DATA SHOWN »
:::
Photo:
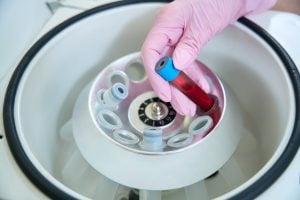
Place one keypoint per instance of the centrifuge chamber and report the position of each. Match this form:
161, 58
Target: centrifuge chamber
42, 92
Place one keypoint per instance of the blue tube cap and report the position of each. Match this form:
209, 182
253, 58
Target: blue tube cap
165, 68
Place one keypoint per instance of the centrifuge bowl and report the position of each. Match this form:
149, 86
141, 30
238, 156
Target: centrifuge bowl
45, 85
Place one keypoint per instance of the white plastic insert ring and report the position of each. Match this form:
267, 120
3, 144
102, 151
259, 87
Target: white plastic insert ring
118, 77
180, 140
125, 137
201, 125
109, 120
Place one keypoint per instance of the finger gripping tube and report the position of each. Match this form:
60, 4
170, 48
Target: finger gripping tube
166, 69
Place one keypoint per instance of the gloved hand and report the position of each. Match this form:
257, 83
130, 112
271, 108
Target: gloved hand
180, 30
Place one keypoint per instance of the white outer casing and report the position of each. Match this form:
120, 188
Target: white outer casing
286, 187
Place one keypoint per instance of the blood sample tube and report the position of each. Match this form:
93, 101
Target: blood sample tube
165, 68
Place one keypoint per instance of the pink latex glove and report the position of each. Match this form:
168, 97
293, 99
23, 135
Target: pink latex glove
180, 30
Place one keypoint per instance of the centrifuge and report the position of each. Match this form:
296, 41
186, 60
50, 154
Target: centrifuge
79, 119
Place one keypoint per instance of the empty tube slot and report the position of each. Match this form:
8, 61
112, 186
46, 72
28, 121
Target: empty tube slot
125, 137
118, 77
180, 140
109, 120
201, 125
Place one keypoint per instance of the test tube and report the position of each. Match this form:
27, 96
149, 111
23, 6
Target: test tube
165, 68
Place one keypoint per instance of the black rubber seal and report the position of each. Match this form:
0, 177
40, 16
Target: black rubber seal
54, 192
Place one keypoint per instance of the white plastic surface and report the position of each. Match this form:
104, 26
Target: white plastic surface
10, 171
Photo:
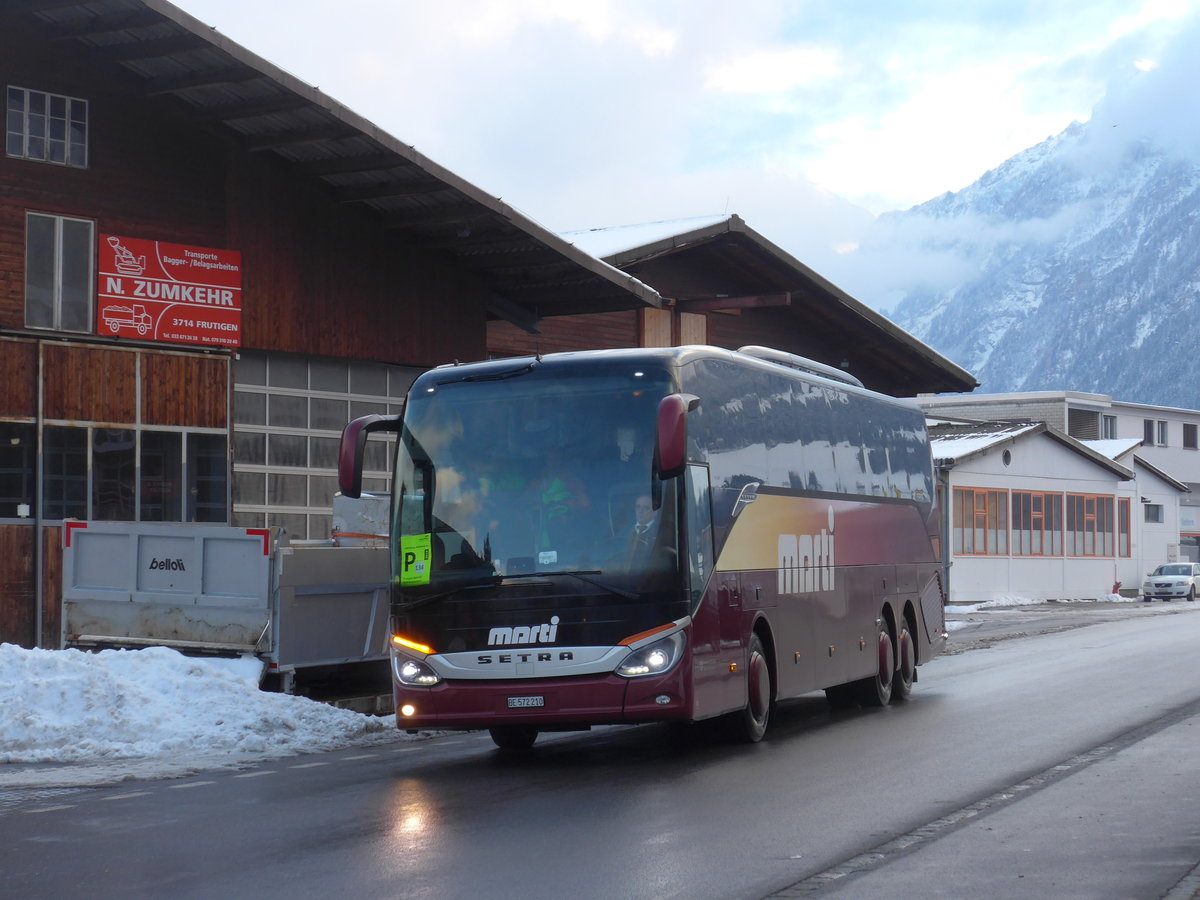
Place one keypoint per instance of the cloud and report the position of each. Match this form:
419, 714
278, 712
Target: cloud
:::
WORK REQUIRED »
Print the records above exactly as they stand, but leave out the pictures.

RESPONSE »
Photo:
Place one keypoint per instance of the centrifuge chamber and report the position of each. Match this form:
161, 58
Target: centrifuge chamber
42, 92
Place one keypoint per instance of the blue tube cap and report the position of each. Match this form:
209, 182
253, 58
Target: blue tube cap
165, 68
Place one keypoint per instance of the centrifuge bowl and report the position of each. Match this form:
149, 86
141, 30
238, 156
Target: centrifuge bowl
45, 85
Place one keypoint per instance of the white plastic insert ring and report the position of each. Match this form:
267, 120
3, 144
102, 151
259, 87
Target: white plastic insert ring
118, 77
180, 140
125, 137
201, 125
109, 120
Place one keypoint per instance of the finger gripping tube and report the position of each. Match this form:
60, 4
170, 48
Target: finger gripping tube
166, 69
Place one keypoint per instance of the gloved hand and report the position of each. Match this form:
257, 83
130, 112
271, 108
Target: gloved hand
180, 30
Place one keypoint per instance of the white outer casing and report the position of each. Match this form:
120, 188
Target: white outer casing
286, 187
Place one keypoint per instance of the blood sample tube and report the position of each. Match this form:
93, 101
Target: blood sample tube
165, 68
Place one keypoint per instance of the pink latex glove and report the position of each. Match this form:
168, 97
293, 99
23, 135
Target: pink latex glove
180, 30
Place one keypoint per instance of the centrifuge and report the position of each. Match this form:
296, 41
186, 60
50, 154
Target: centrifuge
79, 119
Place one keypoint per instance of the empty tube slot and report the position of each. Match this form:
8, 61
112, 186
46, 72
28, 121
Target: empty tube slot
125, 137
118, 77
180, 140
109, 120
201, 125
Place one keypoint per instance of the test tube and report the position of each. Match this form:
27, 96
149, 111
23, 6
Target: test tube
165, 68
Place one keypoint per instance of the black rubber seal and report the position of each. Match this form:
0, 177
40, 16
Target: black rubber seal
54, 192
Place one keypoint per instance of the white plastic surface and report the position of each. Match this form:
104, 26
Target: white plastic surface
10, 171
Photo:
Place one keypoint per instance of the cloud and report the position of each. Match this form:
419, 714
278, 712
Target: cloud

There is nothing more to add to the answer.